AUFGABE 1: Schreibe in den Einträgen alles von der Zeile mit „</instance>“ bis hinunter zum Ende der Einträge als nummerierte Liste um. Leerzeilen lässt du dabei weg.

LESETEXT:

In den vorliegenden Rechtssachen ist unstreitig, daß die bevorzugt behandelten Waren im wesentlichen inländischen Ursprungs sind, während die Traubenweine ausschließlich aus anderen Mitgliedstaaten eingeführt werden. Ferner ist zum einen unstreitig, daß die stillen Obstweine von der Weinsteuer befreit sind, obwohl sie ihr grundsätzlich unterliegen, und zum anderen, daß die Obstschaumweine einer niedrigeren Steuer unterliegen als Traubenschaumweine und daß überdies nur eingeführte Schaumweine neben der Steuer auf schäumende Getränke auch der Weinsteuer unterliegen, wodurch nur die Traubenschaumweine gegenüber den Obstweinen benachteiligt werden.

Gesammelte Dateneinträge
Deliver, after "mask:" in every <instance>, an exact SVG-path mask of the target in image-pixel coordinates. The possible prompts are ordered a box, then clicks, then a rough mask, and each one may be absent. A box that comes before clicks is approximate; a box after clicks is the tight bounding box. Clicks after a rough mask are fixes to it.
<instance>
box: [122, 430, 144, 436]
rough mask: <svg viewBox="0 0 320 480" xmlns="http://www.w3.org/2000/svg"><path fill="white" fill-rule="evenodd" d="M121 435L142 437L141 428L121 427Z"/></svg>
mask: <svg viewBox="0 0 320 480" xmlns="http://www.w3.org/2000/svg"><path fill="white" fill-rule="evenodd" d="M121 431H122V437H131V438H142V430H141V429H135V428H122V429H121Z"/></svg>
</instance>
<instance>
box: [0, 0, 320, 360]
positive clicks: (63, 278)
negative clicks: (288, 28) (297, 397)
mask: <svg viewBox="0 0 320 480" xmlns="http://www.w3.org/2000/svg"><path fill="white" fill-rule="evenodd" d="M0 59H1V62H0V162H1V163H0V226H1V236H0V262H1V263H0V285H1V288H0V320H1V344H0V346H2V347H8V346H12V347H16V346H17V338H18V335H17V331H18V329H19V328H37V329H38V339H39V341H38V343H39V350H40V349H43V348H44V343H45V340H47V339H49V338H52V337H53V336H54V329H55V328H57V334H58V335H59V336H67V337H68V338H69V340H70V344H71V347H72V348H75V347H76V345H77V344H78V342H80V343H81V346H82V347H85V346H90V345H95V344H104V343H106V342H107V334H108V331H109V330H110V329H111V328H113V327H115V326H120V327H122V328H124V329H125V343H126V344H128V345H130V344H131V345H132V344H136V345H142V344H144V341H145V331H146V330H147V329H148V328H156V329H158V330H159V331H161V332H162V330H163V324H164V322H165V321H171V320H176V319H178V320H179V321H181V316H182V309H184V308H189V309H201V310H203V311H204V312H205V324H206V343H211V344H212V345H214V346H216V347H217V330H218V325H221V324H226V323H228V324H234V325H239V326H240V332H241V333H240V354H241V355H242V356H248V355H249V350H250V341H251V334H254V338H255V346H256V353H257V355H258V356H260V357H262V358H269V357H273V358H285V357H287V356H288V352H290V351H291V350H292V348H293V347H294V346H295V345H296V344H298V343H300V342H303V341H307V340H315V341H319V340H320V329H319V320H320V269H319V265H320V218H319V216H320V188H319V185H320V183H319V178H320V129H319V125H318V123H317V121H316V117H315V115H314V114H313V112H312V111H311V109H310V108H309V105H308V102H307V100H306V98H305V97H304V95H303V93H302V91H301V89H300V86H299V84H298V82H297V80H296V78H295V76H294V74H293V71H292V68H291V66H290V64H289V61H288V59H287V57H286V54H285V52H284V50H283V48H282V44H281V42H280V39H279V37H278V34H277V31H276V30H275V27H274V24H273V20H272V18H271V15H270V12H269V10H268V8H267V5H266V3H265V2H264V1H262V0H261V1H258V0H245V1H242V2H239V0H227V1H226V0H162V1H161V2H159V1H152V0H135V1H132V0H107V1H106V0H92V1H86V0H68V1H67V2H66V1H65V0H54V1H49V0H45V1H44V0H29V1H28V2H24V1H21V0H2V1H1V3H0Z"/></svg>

AUFGABE 2: Führe den Text über die Besteuerung von Obst- und Traubenweinen an der Stelle weiter, an der er endet.

ANTWORT 1:
1. </instance>
2. <instance>
3. box: [0, 0, 320, 360]
4. positive clicks: (63, 278)
5. negative clicks: (288, 28) (297, 397)
6. mask: <svg viewBox="0 0 320 480" xmlns="http://www.w3.org/2000/svg"><path fill="white" fill-rule="evenodd" d="M0 59H1V62H0V162H1V163H0V226H1V236H0V262H1V263H0V285H1V288H0V320H1V344H0V346H2V347H8V346H12V347H16V346H17V338H18V335H17V331H18V329H19V328H37V329H38V339H39V341H38V343H39V350H40V349H43V348H44V343H45V340H47V339H49V338H52V337H53V336H54V329H55V328H57V334H58V335H59V336H67V337H68V338H69V340H70V344H71V347H72V348H75V347H76V345H77V344H78V342H80V343H81V346H82V347H85V346H90V345H95V344H104V343H106V342H107V334H108V331H109V330H110V329H111V328H113V327H115V326H120V327H122V328H124V329H125V343H126V344H128V345H130V344H131V345H132V344H136V345H142V344H144V341H145V331H146V330H147V329H148V328H156V329H158V330H159V331H161V332H162V330H163V324H164V322H165V321H171V320H176V319H178V320H179V321H181V316H182V309H184V308H189V309H201V310H203V311H204V312H205V324H206V343H211V344H212V345H214V346H216V347H217V330H218V325H221V324H226V323H228V324H234V325H239V326H240V332H241V333H240V354H241V355H242V356H248V355H249V350H250V341H251V334H254V338H255V346H256V353H257V355H258V356H260V357H262V358H269V357H273V358H285V357H287V356H288V352H290V351H291V350H292V348H293V347H294V346H295V345H296V344H298V343H300V342H303V341H307V340H315V341H319V340H320V329H319V320H320V269H319V265H320V218H319V216H320V188H319V185H320V183H319V178H320V129H319V125H318V123H317V121H316V117H315V115H314V114H313V112H312V111H311V109H310V108H309V105H308V102H307V100H306V98H305V97H304V95H303V93H302V91H301V89H300V86H299V84H298V82H297V80H296V78H295V76H294V74H293V71H292V68H291V66H290V64H289V61H288V59H287V57H286V54H285V52H284V50H283V48H282V44H281V42H280V39H279V37H278V34H277V31H276V30H275V27H274V24H273V20H272V18H271V15H270V12H269V10H268V8H267V5H266V3H265V2H264V1H262V0H261V1H258V0H245V1H242V2H239V0H227V1H226V0H162V1H161V2H159V1H152V0H135V1H132V0H107V1H106V0H92V1H86V0H68V1H67V2H66V1H65V0H54V1H49V0H45V1H44V0H29V1H28V2H24V1H21V0H2V1H1V3H0Z"/></svg>

ANTWORT 2:
Unter diesen Umständen bleibt nur noch zu prüfen, ob die fraglichen Waren gleichartig sind.

13.

Nach ständiger Rechtsprechung des Gerichtshofes, der den Begriff der Gleichartigkeit weit ausgelegt hat, ist zu ihrer Beurteilung zu prüfen, ob die fraglichen Waren „gleiche Eigenschaften haben und in den Augen der Verbraucher denselben Bedürfnissen dienen“ ( 14 ); es handelt sich folglich nicht um ein Kriterium der strengen Identität, sondern um eines der gleichen oder vergleichbaren Verwendung dieser Waren.

Speziell zur Beurteilung der Gleichartigkeit von Obst- und Traubenweinen hat der Gerichtshof im Urteil Kommission/Dänemark weiter ausgeführt, daß „zum einen sämtliche objektiven typischen Merkmale der beiden Gruppen von Getränken zu berücksichtigen [sind], etwa der Ausgangsstoff, die Herstellungsverfahren, die organoleptischen Eigenschaften, insbesondere Geschmack und Alkoholgehalt, und zum anderen, inwieweit die beiden Getränkegruppen in den Augen der Verbraucher denselben Bedürfnissen dienen“ ( 15 ).

14.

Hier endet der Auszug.